YOUR OBJECTIVE:
Give the data below again exactly as it stands. Omit the pictures.

--- begin DATA EXCERPTS ---

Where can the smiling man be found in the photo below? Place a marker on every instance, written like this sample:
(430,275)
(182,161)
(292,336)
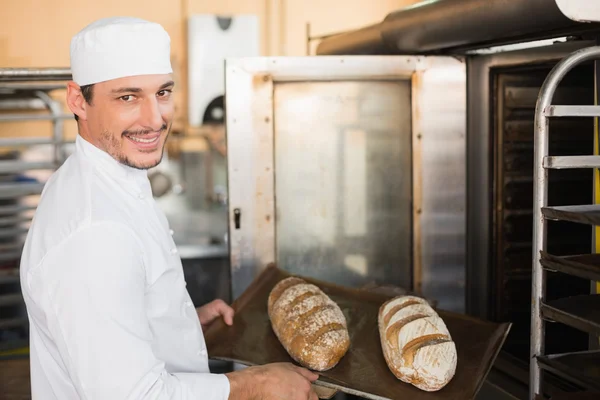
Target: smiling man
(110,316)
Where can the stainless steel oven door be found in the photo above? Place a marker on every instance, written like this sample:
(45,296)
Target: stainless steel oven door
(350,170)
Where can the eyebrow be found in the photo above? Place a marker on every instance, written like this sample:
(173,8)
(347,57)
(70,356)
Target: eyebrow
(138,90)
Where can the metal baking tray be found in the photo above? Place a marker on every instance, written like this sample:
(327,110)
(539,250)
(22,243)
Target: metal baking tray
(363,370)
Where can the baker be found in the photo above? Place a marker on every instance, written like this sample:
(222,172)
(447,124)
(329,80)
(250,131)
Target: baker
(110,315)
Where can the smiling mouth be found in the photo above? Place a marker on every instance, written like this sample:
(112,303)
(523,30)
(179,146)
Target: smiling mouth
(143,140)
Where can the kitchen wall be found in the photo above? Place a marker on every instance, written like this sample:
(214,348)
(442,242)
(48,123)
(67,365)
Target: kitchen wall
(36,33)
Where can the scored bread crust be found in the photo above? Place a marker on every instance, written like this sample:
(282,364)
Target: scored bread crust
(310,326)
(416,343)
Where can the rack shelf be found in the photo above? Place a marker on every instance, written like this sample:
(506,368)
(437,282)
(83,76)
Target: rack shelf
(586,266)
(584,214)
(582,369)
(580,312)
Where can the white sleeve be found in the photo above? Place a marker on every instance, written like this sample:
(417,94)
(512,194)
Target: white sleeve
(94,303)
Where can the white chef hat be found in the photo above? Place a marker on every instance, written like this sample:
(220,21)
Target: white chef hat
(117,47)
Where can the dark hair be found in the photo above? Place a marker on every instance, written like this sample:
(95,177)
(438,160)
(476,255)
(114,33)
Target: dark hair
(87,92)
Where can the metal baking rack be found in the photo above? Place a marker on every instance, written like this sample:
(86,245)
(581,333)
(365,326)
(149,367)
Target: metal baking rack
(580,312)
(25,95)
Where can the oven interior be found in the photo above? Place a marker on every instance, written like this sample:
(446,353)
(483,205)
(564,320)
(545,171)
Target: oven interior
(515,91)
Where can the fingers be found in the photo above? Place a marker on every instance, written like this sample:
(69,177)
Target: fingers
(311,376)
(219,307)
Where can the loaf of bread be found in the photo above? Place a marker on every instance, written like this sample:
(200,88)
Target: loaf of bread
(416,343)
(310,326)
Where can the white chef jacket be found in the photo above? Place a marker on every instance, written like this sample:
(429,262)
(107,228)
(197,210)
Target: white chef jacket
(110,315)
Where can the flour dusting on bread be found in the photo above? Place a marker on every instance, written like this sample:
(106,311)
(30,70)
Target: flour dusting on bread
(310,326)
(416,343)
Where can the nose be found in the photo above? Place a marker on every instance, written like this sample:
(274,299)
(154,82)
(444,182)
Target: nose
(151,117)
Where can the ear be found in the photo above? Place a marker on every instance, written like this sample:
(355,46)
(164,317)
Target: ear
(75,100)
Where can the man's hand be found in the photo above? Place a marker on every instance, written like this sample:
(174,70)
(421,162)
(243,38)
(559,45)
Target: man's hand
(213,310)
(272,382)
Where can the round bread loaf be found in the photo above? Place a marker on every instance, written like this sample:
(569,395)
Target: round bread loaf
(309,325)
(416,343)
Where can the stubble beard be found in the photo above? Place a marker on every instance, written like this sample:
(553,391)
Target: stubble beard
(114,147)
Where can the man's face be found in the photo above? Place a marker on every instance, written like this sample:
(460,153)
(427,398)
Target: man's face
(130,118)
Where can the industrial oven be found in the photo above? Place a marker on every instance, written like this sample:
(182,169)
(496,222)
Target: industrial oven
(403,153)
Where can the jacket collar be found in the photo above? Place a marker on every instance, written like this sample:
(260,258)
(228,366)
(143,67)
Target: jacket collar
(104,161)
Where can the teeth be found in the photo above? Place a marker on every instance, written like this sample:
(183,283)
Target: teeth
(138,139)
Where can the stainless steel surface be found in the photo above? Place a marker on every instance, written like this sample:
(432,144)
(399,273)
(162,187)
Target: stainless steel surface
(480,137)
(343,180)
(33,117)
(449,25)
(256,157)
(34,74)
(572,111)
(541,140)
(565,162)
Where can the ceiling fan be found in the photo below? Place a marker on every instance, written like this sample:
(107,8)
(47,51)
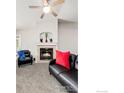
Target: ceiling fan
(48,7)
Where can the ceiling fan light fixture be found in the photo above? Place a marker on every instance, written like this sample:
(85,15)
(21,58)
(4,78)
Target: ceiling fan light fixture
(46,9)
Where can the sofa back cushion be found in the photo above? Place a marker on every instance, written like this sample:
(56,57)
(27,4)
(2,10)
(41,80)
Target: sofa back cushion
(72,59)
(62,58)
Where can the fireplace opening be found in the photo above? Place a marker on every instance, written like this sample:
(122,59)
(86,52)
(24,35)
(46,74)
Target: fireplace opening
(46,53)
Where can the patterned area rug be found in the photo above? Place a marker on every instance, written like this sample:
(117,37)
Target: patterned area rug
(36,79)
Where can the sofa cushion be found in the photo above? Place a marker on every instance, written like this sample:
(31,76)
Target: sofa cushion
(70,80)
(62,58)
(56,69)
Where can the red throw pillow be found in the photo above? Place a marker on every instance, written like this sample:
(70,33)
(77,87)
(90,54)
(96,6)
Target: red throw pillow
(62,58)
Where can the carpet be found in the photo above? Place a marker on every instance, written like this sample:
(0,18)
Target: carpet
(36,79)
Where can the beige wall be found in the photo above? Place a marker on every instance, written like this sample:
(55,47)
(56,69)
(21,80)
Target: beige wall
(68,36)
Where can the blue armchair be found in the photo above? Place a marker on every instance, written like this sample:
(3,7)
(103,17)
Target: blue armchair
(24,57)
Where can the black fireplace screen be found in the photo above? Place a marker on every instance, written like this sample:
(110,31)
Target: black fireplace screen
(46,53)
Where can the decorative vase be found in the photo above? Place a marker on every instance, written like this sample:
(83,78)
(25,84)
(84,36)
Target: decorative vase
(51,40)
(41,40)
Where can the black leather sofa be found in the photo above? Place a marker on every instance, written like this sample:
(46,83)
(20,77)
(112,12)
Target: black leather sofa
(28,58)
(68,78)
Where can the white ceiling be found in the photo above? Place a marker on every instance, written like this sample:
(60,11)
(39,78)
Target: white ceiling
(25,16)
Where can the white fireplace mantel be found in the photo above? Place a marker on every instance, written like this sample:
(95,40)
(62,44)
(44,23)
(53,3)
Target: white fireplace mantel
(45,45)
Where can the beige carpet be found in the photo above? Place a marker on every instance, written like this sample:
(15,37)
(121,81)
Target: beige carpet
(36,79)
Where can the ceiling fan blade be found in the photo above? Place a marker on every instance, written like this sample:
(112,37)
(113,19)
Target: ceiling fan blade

--- end DATA EXCERPTS ---

EXERCISE RESULT:
Where can the smiling man be found in the photo below? Place a marker on every instance, written like this sample:
(430,275)
(182,161)
(292,336)
Target: smiling man
(110,316)
Where can the stainless steel oven door be found in the photo above? Place a marker on every instance, written like this sample:
(45,296)
Target: stainless steel oven door
(350,170)
Where can the eyebrow be found in the photo above? Place a marker on every instance, written like this sample:
(173,8)
(347,57)
(70,356)
Target: eyebrow
(138,90)
Where can the metal baking tray be found in the photo above? Place a marker on every instance, written like this sample:
(327,110)
(539,250)
(22,243)
Target: metal baking tray
(363,370)
Where can the baker be found in the photo above? Place a marker on every instance, written like this sample:
(222,172)
(447,124)
(329,80)
(250,131)
Target: baker
(110,315)
Where can the smiling mouth be found in the photo above? Place a marker on every instance, written like this sample:
(112,303)
(523,30)
(179,146)
Target: smiling mouth
(143,140)
Where can the kitchen wall be found in the photo above? Place a marker on every instance, written like this sample:
(214,348)
(442,242)
(48,123)
(67,365)
Target: kitchen wall
(36,33)
Where can the scored bread crust be found in the photo above? Place a marker on every instance, written like this sample:
(282,364)
Target: scored bread crust
(310,326)
(416,343)
Where can the rack shelf be found in the photo above? Place a marker on every instance, written like this sample:
(506,368)
(437,282)
(83,76)
Target: rack shelf
(586,266)
(584,214)
(582,369)
(580,312)
Where can the white sleeve be found in the photo above? Place a marker on every instance, written like this sample:
(417,94)
(512,194)
Target: white sleeve
(94,303)
Where can the white chef hat be found in the photo above? Place a marker on every instance, written like this sample:
(220,21)
Target: white chef hat
(117,47)
Where can the dark hair be found in the photo above? Place a marker on every instance, written like this sample:
(95,177)
(438,160)
(476,255)
(114,33)
Target: dark hair
(87,92)
Where can the metal baking rack be found in the photo above? Place a marker on every instance, written like this sample:
(86,245)
(581,333)
(365,326)
(149,367)
Target: metal baking rack
(580,312)
(25,95)
Where can the oven interior be found in the photo above? Place a marker on every instance, written like this sample:
(446,353)
(483,205)
(564,320)
(545,171)
Target: oven interior
(515,91)
Where can the fingers be found in the photo above? Place a marker on every instance, written like this sample:
(69,177)
Target: fingers
(311,376)
(219,307)
Where can the loaf of bread be found in the photo above? Place a marker on every instance, written like this sample:
(200,88)
Target: loaf of bread
(416,343)
(310,326)
Where can the white chef jacket be found in the photo above? Place a marker on every instance, written like this sample:
(429,262)
(107,228)
(197,210)
Target: white chef jacket
(110,315)
Where can the flour dusting on bread be found in the photo above? Place a marker on every instance, written like this sample:
(106,311)
(30,70)
Target: flour dusting on bread
(310,326)
(416,343)
Where can the nose be found in the photo above? Place a marker on every instance, written like this sample:
(274,299)
(154,82)
(444,182)
Target: nose
(151,117)
Where can the ear be found in the photo above? Place a marker on every instance, written like this sample:
(355,46)
(164,317)
Target: ear
(75,100)
Where can the man's hand be found in the photo above? Place a marker on every instance, written like this sample:
(174,70)
(421,162)
(243,38)
(559,45)
Target: man's hand
(213,310)
(272,382)
Where can the round bread loaf be found in the photo above? Place a marker on every instance, written like this sample:
(569,395)
Target: round bread loaf
(309,325)
(416,343)
Where can the stubble beard be found in the photo above? Place a marker on every instance, written like this sample:
(553,391)
Target: stubble beard
(114,147)
Where can the man's face be found in the photo above? Place a marker on every instance, written like this sample:
(460,153)
(427,398)
Target: man's face
(130,118)
Where can the industrial oven be found in the photo above? Place a marker on every instance, written like this sample:
(182,169)
(496,222)
Target: industrial oven
(403,153)
Where can the jacket collar be found in the photo above? Place a marker on every instance, written like this sample:
(260,258)
(228,366)
(143,67)
Target: jacket collar
(104,161)
Where can the teeth be found in the photo above? Place a marker on every instance, written like this sample:
(183,283)
Target: teeth
(138,139)
Where can the stainless steel surface be found in the photo above? Place a marker on every instance, written like this sample:
(432,144)
(399,273)
(162,187)
Target: stainless steel surface
(480,137)
(343,180)
(33,117)
(449,25)
(256,157)
(34,74)
(572,111)
(541,140)
(565,162)
Where can the ceiling fan be found in the photo below? Place a marker on every instance, written like this sample:
(107,8)
(47,51)
Target: ceiling fan
(48,7)
Where can the ceiling fan light fixture be found in the photo above? Place a marker on every instance, written like this sample:
(85,15)
(21,58)
(4,78)
Target: ceiling fan light fixture
(46,9)
Where can the sofa back cushion be found in the photo above? Place a marker on every instance, written like this sample:
(56,57)
(27,4)
(2,10)
(41,80)
Target: sofa back cushion
(72,59)
(62,58)
Where can the fireplace opening be found in the photo above? Place a marker on every instance, written like this sample:
(122,59)
(86,52)
(24,35)
(46,74)
Target: fireplace opening
(46,53)
Where can the patterned area rug be found in the photo above? Place a marker on every instance, written like this sample:
(117,37)
Target: patterned area rug
(36,79)
Where can the sofa cushion be found in the photo above? Place a marker on every instance, written like this sample:
(31,76)
Target: sofa cushion
(70,80)
(62,58)
(56,69)
Where can the red throw pillow be found in the photo above? Place a marker on every instance, written like this sample:
(70,33)
(77,87)
(90,54)
(96,6)
Target: red throw pillow
(62,58)
Where can the carpet be found in the photo above? Place a marker on every instance, written like this sample:
(0,18)
Target: carpet
(36,79)
Where can the beige wall be found in the photo above? Place a marker on every instance, written like this sample:
(55,47)
(56,69)
(21,80)
Target: beige wall
(68,36)
Where can the blue armchair be found in the photo above? Place a marker on every instance, written like this sample:
(3,7)
(103,17)
Target: blue armchair
(24,57)
Where can the black fireplace screen be found in the photo above? Place a marker on every instance, written like this sample:
(110,31)
Target: black fireplace screen
(46,53)
Where can the decorative vase be found in the photo above? Place a marker on every instance, written like this sample:
(83,78)
(25,84)
(84,36)
Target: decorative vase
(51,40)
(41,40)
Where can the black leather sofa be found in the photo above? Place a marker on every instance, written like this sample:
(46,83)
(20,77)
(112,12)
Target: black leather sofa
(28,58)
(68,78)
Where can the white ceiling be found in the photo above? Place a marker on every instance, written like this sample:
(60,11)
(39,78)
Target: white ceiling
(25,16)
Where can the white fireplace mantel be found in the photo above? Place a marker on every instance, written like this sample:
(95,40)
(62,44)
(44,23)
(53,3)
Target: white fireplace mantel
(45,45)
Where can the beige carpet be found in the photo above? Place a marker on every instance, written like this sample:
(15,37)
(121,81)
Target: beige carpet
(36,79)
Where can the ceiling fan blade be found in the photo above? Place a marker on every instance, written like this sample:
(112,37)
(113,19)
Target: ceiling fan blade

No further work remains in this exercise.